Escreva a continuação do texto sobre ídolos obsoletos a partir da última frase apresentada, no mesmo tom e na mesma linha de argumentação.

§ SEÇÃO DE TEXTO
===

Millor Fernandes:


Jornalismo, por princípio, é oposição – oposição a tudo, inclusive à oposição. Ninguém deve ficar acima de qualquer suspeita; para o jornalista, não existem santos.

domingo, 27 de dezembro de 2015

Ídolos Obsoletos



Que tipo de pessoa você admira? Peguei-me pensando esta questão estes dias, perguntando-me de onde vem esta atitude de admirar determinadas figuras da história ou no mundo intelectual.

Alguns não admiram uma pessoa em particular, mas uma classe de pessoas, como policiais e bombeiros, ainda que isso não pareça ser tão corriqueiro no Brasil. O mais comum por aqui é admirarmos figurões políticos ou intelectuais. Ou outros que julgamos que tenham feito grandes contribuições para a humanidade.

Pensando em exemplos, me veio à cabeça Mahatma Gandhi. É inegável que ele é, provavelmente, uma das pessoas mais admiradas mundo afora, por mais que desconheçam o perigo por trás de seu pacifismo ingênuo ou o fato de que suas políticas de autossuficiência tenham condenado a Índia ao atraso e a uma pobreza abjeta por décadas.

Surpreende-me a ingenuidade de certas pessoas que realmente acreditam que podem combater violência com moralismo. É como se acreditassem que conseguiriam apelar para a compaixão do bandido na hora do assalto. Ou como se acreditassem que discursos de "paz e amor" (ao estilo dos Hippies dos anos 60) seriam mais eficazes em evitar a deflagração da segunda guerra mundial do que simplesmente minar o poderio bélico alemão antes que lançassem o primeiro ataque. Puro pensamento mágico, daquele mesmo que faz as crianças acreditarem em papai noel e que faz os adultos acreditarem em bobagens como "karma", horóscopo e afins.

Duvido que a maioria dos milhões de admirados de Gandhi mundo afora fossem hesitar (muito) em matar o assassino de sua família se tivessem a chance. Ou que hesitariam em usar a força se isso significasse salvar a sua família. Parece-me que a necessidade das pessoas de pensar bem de si próprias é uma das maiores fontes de mentira e hipocrisia no mundo.

E quanto a Jesus Cristo? Seria mera coincidência que o secularismo tenha surgido bem no seio da civilização cristã e tornado o mundo cristão um dos mais avançados e tolerantes do mundo? Bom, nem mesmo a mensagem de Cristo impediu que o mundo islâmico fosse mais avançado e mais tolerante que o mundo cristão durante boa parte da história dos últimos 2 milênios. Parece-me mais plausível que o responsável por isso tenha sido mais o conjunto de tradições, valores e costumes legados a nós através do cristianismo, e menos pela mensagem de Cristo. Mas vamos a um exemplo.

===

§ LISTA DE DADOS

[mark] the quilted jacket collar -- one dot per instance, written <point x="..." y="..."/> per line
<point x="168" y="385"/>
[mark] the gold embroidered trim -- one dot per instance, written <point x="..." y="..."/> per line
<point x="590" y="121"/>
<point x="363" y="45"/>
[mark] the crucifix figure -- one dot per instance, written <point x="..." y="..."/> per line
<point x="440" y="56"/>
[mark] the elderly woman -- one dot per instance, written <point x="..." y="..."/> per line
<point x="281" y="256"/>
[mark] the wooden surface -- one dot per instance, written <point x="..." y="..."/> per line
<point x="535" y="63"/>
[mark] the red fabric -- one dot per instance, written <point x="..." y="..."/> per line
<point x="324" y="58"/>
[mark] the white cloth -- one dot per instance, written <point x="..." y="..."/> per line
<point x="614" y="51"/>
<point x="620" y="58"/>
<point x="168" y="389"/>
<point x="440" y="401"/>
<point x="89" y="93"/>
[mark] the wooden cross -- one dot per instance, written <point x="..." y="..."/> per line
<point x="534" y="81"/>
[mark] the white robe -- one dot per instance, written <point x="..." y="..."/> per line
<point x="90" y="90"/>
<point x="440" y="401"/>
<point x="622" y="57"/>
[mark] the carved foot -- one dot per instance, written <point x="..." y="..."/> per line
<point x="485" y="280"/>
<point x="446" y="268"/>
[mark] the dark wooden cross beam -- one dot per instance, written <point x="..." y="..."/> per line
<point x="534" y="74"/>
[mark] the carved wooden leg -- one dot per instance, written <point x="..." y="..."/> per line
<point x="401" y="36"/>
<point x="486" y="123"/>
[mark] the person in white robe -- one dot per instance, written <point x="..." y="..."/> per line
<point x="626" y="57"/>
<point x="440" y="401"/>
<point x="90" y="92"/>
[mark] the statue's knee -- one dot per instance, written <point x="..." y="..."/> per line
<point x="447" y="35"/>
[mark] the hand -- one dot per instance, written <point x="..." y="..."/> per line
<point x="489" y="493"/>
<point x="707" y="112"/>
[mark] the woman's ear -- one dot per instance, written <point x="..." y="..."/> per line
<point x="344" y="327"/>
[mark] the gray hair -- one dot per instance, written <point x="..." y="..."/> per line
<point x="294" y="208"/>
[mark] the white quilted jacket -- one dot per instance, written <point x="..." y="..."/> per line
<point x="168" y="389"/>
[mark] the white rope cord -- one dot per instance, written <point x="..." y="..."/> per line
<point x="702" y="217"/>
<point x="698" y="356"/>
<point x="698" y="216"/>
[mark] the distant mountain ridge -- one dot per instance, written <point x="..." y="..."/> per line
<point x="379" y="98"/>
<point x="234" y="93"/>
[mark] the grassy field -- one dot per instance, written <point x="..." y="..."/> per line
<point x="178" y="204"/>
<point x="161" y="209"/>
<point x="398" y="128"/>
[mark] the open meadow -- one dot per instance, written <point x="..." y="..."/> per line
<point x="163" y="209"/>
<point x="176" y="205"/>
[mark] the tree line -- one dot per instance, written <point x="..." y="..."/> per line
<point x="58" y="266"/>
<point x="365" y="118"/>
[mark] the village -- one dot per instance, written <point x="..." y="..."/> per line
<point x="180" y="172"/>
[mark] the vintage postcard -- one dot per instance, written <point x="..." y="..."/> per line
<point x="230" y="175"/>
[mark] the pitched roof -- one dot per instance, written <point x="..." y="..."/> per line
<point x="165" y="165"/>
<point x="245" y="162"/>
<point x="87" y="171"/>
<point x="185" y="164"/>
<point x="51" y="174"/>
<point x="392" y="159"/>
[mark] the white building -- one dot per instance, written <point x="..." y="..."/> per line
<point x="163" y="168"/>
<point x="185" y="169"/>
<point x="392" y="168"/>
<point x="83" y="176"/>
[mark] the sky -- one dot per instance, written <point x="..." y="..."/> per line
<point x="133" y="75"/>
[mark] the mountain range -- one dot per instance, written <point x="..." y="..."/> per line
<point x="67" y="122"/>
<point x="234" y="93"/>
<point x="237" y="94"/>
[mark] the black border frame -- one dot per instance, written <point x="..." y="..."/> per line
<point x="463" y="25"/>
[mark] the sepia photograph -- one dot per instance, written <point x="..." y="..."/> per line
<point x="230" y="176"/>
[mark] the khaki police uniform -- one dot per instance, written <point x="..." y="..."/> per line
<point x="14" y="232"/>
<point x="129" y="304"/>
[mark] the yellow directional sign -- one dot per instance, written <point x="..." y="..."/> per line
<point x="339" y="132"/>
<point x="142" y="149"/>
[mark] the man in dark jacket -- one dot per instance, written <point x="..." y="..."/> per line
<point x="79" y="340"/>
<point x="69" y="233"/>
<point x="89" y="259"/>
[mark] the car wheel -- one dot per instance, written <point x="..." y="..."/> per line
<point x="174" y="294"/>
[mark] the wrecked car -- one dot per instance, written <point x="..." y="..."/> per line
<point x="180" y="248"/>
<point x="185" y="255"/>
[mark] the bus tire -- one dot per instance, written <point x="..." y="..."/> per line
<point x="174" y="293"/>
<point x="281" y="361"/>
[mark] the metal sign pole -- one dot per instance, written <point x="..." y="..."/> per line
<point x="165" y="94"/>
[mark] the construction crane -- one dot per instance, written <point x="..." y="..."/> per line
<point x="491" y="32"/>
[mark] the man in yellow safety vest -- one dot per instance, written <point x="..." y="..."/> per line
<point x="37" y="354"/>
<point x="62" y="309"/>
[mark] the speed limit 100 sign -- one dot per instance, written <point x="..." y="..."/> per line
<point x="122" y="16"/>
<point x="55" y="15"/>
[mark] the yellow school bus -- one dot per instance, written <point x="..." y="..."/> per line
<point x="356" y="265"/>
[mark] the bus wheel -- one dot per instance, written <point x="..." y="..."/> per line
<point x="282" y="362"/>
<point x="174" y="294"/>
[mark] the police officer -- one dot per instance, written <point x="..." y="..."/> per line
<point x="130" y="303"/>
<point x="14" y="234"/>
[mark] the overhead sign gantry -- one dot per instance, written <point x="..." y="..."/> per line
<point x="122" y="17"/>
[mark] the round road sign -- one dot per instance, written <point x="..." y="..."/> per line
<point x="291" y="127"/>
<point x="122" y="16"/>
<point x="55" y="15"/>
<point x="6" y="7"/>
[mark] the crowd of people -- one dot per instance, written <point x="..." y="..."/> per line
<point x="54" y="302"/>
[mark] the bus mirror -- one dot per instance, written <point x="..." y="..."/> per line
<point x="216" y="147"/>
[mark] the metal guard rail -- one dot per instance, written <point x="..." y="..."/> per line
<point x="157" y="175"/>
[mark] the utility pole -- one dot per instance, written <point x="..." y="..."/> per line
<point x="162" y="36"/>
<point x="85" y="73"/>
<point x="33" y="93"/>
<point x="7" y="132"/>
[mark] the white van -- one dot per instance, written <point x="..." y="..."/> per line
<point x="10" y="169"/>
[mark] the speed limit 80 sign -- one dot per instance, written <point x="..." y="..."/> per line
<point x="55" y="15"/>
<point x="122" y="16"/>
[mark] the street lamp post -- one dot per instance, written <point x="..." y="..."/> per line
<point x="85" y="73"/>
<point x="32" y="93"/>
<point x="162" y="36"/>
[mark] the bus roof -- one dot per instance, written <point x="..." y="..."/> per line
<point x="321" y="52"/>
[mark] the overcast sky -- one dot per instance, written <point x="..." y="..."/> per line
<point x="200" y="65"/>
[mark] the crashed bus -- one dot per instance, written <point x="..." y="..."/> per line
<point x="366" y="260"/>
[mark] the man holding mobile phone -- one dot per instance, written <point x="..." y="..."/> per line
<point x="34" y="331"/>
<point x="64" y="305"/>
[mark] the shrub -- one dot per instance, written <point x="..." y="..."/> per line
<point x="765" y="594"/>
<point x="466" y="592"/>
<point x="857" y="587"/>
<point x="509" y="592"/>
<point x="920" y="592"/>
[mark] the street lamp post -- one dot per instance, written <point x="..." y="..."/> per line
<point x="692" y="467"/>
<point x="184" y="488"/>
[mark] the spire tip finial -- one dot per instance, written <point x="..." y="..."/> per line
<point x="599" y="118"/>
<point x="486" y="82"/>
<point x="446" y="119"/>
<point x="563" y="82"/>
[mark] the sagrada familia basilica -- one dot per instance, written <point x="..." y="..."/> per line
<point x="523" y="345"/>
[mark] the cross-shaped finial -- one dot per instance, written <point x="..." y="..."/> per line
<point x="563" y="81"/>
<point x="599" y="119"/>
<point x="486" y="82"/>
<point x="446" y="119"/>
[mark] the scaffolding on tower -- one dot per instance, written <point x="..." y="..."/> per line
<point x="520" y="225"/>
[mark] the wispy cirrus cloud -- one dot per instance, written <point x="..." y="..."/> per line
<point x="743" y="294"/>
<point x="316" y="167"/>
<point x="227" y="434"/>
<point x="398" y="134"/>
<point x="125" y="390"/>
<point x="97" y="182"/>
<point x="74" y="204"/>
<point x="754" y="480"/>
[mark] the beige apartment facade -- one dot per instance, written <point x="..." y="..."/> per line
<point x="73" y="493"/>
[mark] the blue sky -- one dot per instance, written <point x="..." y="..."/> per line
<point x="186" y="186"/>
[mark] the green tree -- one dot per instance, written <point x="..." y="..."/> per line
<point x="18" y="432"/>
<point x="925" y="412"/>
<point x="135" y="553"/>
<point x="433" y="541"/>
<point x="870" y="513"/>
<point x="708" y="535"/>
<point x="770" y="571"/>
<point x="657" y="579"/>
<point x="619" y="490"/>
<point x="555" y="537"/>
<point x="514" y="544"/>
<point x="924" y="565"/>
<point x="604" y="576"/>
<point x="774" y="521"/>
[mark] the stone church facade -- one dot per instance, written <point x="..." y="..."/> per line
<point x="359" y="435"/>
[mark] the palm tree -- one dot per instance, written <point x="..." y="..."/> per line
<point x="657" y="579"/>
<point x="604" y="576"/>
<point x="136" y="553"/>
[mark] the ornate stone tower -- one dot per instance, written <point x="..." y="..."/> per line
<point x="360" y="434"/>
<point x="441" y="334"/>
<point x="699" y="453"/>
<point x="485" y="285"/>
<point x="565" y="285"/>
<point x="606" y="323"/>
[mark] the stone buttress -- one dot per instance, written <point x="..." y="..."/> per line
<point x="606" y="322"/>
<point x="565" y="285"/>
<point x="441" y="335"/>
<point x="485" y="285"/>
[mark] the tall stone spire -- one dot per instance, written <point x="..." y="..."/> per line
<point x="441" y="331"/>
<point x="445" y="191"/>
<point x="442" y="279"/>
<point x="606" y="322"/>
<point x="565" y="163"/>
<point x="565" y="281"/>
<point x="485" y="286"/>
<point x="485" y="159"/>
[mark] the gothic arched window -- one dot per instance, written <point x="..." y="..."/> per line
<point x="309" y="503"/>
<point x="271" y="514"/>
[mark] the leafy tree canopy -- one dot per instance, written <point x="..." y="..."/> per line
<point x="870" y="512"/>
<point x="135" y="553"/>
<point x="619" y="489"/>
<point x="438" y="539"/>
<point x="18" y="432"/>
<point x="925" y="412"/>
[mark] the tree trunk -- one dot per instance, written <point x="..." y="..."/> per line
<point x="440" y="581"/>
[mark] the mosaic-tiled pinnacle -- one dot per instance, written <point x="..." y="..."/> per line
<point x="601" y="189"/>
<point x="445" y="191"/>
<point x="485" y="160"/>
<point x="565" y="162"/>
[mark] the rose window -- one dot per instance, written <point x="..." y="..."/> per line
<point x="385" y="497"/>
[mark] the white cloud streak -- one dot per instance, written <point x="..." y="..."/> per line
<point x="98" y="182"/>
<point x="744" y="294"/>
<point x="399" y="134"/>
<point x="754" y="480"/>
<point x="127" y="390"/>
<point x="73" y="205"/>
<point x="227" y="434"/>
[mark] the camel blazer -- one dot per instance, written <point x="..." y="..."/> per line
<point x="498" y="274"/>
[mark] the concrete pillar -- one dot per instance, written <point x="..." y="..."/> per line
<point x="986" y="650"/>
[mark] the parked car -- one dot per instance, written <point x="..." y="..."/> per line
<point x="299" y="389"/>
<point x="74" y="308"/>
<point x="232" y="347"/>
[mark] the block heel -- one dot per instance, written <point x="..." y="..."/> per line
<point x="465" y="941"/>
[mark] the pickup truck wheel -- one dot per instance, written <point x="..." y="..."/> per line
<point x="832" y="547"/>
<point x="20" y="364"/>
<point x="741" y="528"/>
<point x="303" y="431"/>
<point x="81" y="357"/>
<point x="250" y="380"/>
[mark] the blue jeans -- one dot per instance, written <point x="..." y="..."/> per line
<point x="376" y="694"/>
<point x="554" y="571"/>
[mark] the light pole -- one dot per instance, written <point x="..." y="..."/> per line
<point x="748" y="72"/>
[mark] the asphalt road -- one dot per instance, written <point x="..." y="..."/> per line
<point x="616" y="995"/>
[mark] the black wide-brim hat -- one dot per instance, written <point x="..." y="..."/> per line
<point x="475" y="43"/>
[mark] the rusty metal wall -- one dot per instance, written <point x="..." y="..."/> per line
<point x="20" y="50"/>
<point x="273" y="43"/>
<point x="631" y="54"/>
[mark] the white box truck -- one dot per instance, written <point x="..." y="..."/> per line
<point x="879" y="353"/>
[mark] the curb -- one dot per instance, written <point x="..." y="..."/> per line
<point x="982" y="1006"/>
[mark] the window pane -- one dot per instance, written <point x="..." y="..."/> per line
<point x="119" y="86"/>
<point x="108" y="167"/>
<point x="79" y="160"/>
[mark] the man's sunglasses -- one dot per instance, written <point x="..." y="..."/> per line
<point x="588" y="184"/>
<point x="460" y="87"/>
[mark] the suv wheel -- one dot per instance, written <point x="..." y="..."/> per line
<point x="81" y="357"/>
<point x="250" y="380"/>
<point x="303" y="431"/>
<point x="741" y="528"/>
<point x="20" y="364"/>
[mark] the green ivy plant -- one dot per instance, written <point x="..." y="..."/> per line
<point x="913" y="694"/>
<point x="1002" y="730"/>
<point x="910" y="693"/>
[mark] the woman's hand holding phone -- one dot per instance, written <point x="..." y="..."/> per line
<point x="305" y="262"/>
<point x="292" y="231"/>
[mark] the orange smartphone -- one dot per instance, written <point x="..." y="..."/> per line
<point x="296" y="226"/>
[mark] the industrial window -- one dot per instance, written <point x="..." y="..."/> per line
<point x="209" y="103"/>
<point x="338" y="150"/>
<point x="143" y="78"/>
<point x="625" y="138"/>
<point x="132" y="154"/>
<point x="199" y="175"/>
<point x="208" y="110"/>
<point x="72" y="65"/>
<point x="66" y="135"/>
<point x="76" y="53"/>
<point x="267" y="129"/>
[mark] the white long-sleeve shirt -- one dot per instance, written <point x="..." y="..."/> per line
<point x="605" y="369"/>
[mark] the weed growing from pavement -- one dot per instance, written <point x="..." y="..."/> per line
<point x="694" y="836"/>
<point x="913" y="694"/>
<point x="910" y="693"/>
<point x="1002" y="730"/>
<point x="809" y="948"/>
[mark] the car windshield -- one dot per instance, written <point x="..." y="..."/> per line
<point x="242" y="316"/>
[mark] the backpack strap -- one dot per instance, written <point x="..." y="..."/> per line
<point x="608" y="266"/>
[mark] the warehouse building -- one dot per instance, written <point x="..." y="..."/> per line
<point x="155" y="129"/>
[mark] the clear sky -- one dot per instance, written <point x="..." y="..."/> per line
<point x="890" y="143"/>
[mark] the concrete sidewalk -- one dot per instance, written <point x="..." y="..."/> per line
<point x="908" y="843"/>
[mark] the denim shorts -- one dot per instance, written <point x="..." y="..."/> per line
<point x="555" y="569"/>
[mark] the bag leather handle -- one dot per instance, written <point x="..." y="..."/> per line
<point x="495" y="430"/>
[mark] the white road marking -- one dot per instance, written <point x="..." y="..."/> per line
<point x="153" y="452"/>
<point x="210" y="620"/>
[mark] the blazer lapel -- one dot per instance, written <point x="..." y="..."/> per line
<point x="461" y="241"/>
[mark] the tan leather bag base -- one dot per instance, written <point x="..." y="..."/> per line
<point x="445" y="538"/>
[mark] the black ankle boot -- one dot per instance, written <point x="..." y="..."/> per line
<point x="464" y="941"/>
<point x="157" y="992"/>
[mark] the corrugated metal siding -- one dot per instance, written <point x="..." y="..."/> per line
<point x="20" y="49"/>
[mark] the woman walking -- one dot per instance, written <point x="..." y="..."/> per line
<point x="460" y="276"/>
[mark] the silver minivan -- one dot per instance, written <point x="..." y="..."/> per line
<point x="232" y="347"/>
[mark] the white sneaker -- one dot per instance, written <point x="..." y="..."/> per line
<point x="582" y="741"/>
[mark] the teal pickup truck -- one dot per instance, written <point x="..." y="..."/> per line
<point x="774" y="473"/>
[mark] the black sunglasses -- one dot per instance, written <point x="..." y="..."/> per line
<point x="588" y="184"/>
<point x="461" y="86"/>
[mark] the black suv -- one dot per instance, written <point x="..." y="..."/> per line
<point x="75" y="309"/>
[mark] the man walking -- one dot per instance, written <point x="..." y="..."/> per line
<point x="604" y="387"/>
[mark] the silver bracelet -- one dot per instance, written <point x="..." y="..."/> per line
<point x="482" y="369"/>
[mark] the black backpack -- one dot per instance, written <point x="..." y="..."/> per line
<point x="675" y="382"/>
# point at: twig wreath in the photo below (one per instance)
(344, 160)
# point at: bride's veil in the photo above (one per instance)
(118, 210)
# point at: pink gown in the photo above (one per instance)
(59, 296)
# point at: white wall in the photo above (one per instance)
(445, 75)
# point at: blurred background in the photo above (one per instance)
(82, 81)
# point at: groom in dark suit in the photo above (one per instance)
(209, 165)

===

§ RESULTADO DO EXERCÍCIO
A linguística pode nos fornecer uma boa explicação. Como dito pelo analista político Flavio Morgenstern em sua palestra Política além das Aparências, as palavras são como recortes da realidade. Elas nos permitem entender a realidade, mas ao mesmo tempo são um limitador. Conceitos únicos a determinados idiomas permitem que eles vejam um mundo de uma maneira diferente. Como explicar matemática, por exemplo, para um idioma que não conheça a noção de quantidade? Ou história em um idioma que não entenda a noção da passagem no tempo? “O poder de nomear é o poder de conhecer”. Como podemos entender algo que não possamos nomear?

Ainda de acordo com Morgenstern, na tradição islâmica, Deus (ou Alá) deu nome a todas as coisas. Isso quer dizer que, a priori, é como se aquilo que Deus não nomeou não existisse. Na tradição bíblica, Deus deu ao homem o poder de nomear. Assim, conforme o conhecimento do homem se expande, ele pode nomear estes novos conceitos de acordo. Isso permitiu que o mundo cristão desenvolvesse um sistema filosófico muito mais avançado que o islâmico e que provavelmente fez com que a visão de mundo cristã casasse melhor com a filosofia grega que, juntamente com o direito romano, formam os 3 pilares da civilização ocidental. Que outra fonte de direito o mundo islâmico conhece além da lei do alcorão (a Sharia)? Talvez isso explique, pelo menos em parte, porque boa parte do mundo islâmico ainda hoje é tão obcecado com a obediência às leis sagradas de sua religião e deseje implementar a Sharia.

Isto é apenas um exemplo do tipo de conhecimento que não está disponível para boa parte da população, mas que não obstante poderia ser capaz de mudar toda uma compreensão de mundo. Disso vem a sabedoria que diz que o tamanho da realidade de cada um depende da vastidão de seu conhecimento. Como já dizia Thomas Sowell, é necessária uma quantidade considerável de conhecimento apenas para compreender a vastidão da própria ignorância.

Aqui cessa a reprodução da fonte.